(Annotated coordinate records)

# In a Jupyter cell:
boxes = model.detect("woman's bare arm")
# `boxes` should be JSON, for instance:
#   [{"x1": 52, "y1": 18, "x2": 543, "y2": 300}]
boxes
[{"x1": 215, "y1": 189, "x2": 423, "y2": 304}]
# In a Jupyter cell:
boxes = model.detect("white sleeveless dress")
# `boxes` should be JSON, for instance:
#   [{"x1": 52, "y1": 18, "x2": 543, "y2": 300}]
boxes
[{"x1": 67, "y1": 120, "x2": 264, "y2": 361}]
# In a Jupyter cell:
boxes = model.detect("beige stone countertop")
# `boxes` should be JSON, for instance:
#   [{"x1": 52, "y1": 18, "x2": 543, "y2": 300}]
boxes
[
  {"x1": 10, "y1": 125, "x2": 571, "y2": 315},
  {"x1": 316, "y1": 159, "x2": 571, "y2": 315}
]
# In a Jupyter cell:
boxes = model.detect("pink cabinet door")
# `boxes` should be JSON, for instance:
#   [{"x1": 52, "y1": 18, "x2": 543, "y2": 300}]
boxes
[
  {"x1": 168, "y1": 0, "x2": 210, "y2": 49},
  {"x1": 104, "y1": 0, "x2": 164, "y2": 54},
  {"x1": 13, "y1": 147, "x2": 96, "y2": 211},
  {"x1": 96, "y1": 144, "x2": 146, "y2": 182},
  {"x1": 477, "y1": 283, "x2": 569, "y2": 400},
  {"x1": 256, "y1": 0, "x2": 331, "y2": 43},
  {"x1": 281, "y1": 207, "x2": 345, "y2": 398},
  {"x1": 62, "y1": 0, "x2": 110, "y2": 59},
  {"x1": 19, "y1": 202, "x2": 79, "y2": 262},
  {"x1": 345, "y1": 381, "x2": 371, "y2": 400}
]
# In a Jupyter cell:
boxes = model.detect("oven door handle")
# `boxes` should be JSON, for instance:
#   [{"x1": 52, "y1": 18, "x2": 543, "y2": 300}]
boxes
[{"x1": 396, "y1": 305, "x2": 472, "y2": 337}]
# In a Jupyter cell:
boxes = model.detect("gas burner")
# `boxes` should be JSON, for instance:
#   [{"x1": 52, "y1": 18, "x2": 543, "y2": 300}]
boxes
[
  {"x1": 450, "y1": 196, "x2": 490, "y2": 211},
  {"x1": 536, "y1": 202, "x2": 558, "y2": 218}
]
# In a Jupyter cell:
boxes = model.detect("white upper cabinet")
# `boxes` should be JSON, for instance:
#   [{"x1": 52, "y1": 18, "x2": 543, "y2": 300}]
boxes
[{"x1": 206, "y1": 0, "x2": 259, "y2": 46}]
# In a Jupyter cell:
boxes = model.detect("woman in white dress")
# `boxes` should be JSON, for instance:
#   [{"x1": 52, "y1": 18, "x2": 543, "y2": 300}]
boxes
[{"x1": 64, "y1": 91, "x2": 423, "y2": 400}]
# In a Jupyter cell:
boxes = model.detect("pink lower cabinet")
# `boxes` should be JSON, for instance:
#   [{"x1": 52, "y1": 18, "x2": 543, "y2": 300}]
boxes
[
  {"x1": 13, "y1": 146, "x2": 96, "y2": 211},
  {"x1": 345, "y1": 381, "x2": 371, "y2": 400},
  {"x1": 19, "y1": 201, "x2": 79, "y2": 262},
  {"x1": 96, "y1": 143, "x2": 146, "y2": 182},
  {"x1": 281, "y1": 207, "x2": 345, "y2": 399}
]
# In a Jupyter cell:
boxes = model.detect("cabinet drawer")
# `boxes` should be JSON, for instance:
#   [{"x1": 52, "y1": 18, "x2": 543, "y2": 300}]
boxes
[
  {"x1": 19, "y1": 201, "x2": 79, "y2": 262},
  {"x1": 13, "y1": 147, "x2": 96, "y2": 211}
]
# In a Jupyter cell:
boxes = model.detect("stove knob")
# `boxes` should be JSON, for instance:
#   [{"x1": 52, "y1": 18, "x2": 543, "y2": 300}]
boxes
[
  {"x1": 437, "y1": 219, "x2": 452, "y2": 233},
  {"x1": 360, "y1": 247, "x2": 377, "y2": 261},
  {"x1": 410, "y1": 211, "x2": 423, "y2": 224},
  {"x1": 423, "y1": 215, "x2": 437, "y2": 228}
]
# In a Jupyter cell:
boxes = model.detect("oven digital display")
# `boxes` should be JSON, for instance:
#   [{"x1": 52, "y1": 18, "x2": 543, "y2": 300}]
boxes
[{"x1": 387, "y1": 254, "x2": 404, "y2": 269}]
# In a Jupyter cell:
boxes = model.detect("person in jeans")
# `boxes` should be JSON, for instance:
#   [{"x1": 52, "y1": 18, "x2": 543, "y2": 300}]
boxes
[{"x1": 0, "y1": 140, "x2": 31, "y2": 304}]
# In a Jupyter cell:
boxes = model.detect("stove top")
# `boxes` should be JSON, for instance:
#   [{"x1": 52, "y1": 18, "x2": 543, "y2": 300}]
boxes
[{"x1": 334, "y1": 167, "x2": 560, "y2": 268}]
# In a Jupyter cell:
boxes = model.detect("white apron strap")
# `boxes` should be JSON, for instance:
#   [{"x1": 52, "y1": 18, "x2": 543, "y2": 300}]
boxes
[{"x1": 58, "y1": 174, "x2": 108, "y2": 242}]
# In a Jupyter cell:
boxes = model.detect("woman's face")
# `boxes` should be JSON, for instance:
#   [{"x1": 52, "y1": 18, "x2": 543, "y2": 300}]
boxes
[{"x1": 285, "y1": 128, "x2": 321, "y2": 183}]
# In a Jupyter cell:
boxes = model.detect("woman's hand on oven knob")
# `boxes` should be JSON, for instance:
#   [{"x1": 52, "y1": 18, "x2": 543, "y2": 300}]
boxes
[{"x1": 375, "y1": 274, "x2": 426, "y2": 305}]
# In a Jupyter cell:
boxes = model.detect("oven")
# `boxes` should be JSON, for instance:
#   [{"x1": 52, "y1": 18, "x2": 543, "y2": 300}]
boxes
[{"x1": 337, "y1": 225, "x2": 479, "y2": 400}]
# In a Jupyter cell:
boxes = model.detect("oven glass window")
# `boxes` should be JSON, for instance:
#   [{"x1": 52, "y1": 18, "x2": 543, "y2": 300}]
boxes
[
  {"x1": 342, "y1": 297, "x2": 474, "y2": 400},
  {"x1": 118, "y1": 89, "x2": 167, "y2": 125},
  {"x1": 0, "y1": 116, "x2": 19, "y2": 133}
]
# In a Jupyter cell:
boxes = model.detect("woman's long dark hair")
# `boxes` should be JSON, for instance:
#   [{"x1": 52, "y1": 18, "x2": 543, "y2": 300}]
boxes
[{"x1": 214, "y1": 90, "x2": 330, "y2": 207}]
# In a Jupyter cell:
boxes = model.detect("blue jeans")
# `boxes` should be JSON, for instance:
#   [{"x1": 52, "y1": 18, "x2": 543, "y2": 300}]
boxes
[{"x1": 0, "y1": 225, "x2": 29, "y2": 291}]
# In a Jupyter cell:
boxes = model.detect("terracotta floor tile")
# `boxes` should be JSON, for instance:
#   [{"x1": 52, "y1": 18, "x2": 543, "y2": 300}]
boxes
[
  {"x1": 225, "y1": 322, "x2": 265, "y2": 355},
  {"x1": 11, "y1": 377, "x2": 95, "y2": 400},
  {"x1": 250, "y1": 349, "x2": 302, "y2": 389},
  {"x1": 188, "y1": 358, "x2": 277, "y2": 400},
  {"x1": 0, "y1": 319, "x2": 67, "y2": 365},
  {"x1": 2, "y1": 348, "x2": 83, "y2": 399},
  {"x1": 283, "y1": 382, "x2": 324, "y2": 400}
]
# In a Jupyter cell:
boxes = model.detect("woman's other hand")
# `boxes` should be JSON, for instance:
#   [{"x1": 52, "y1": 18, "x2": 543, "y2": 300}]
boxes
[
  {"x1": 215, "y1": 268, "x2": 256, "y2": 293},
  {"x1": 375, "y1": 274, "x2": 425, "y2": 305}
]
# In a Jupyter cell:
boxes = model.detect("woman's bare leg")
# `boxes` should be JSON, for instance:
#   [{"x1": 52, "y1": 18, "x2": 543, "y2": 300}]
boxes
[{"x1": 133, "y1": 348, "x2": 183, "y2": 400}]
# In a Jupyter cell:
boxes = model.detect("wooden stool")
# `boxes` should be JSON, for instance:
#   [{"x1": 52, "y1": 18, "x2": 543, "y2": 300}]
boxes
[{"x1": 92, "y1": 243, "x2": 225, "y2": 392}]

_The task:_ Pull out every line of the data above that contains the word "pink".

_Solution to this problem:_
boxes = model.detect("pink cabinet door")
boxes = model.detect("pink lower cabinet")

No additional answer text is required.